EXERCISE PROMPT: Echo the lines below word for word, leaving out the pictures.
▽
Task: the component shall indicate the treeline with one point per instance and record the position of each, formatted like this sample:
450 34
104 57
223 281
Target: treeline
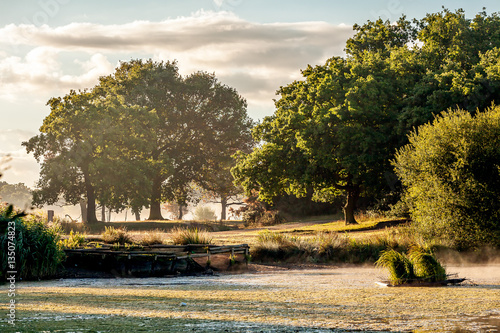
143 136
335 133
△
ANSWER TO THIS EXERCISE:
Task: the component shall indicate the treeline with one point per instance and record the position of each, formatted like this sample:
450 34
104 57
223 281
Target: treeline
143 136
335 133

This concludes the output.